Воспроизведите дословно отрывок из исходного текста о ранних концепциях языка: начните со слов «Все же самые» и остановитесь после слов «словом и мыслью.».

*Исходный текст:*
..........

Мифопоэтические истоки первых концепций языка
114. Дар речи в картине мира древних индоевропейцев
Наиболее ранние (известные науке) концепции языка были частью мифолого-религиозной картины мира. С другой стороны, представления такого рода – это начало рефлексии человека над языком, своего рода «предлингвистика», «народное языкознание». Знать, каким виделся язык в далеком прошлом, какие языковые явления были замечены людьми в первую очередь и что древние люди думали о языке, – все это очень интересно и важно для понимания и человека, и языка, и науки о языке.
Все же самые ранние результаты рефлексии над языком закреплены еще даже не в мифах, a з самом языке – в древнейших словах со значениями (часто слитными, синкретичными) ‘говорить, спрашивать, отвечать’, ‘сообщать, знать, понимать, думать’, ‘сказанное, речь, слово’. Существенно отметить такой факт: во многих языках слова со значениями ‘говорить’ и ‘думать’ восходят к общему корню. Ср. греч. logos – и ‘слово’, и ‘смысл, понятие’; готск. doms ‘суждение’ было заимствовано в праславянский язык; от него произошли и русск. дума, и болг. дума ‘слово’ (Фасмер, I, 552); русск. толк ‘признаваемый в чем разум, смысл’ и толковать ‘объяснять смысл, значение; рассуждать, переговариваться, беседовать’ (Даль, IV, 411–412). Эти факты говорят о том, что уже в древности люди видели связь между словом и мыслью.

..........

*Предоставленный список:*
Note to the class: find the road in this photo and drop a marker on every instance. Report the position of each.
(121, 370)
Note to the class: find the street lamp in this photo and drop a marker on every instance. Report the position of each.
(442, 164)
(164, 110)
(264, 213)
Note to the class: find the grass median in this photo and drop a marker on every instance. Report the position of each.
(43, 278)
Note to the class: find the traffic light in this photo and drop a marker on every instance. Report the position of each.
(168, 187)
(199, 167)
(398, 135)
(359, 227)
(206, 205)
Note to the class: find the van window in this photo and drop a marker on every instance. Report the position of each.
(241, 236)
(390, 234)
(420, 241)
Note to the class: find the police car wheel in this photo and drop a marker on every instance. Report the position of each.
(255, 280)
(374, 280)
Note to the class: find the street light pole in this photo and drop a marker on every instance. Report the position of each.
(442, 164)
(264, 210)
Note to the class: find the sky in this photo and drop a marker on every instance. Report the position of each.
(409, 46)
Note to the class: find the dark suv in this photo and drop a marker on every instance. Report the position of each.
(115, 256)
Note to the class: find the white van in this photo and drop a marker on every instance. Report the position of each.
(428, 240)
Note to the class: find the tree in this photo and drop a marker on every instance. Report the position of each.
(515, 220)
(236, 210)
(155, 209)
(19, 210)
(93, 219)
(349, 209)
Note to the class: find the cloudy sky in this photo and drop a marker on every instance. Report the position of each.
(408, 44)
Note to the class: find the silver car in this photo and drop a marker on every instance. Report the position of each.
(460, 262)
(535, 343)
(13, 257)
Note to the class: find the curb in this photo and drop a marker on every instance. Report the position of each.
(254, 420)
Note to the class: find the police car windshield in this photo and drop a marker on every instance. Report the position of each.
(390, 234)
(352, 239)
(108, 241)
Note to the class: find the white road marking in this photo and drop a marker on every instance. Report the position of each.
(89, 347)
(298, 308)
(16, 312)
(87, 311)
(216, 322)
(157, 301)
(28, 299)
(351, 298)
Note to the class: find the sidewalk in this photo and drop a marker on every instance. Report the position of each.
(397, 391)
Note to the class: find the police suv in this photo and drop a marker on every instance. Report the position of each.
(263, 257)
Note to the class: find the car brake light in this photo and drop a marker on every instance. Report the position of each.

..........

*Решение задания:*
Все же самые ранние результаты рефлексии над языком закреплены еще даже не в мифах, a з самом языке – в древнейших словах со значениями (часто слитными, синкретичными) ‘говорить, спрашивать, отвечать’, ‘сообщать, знать, понимать, думать’, ‘сказанное, речь, слово’. Существенно отметить такой факт: во многих языках слова со значениями ‘говорить’ и ‘думать’ восходят к общему корню. Ср. греч. logos – и ‘слово’, и ‘смысл, понятие’; готск. doms ‘суждение’ было заимствовано в праславянский язык; от него произошли и русск. дума, и болг. дума ‘слово’ (Фасмер, I, 552); русск. толк ‘признаваемый в чем разум, смысл’ и толковать ‘объяснять смысл, значение; рассуждать, переговариваться, беседовать’ (Даль, IV, 411–412). Эти факты говорят о том, что уже в древности люди видели связь между словом и мыслью.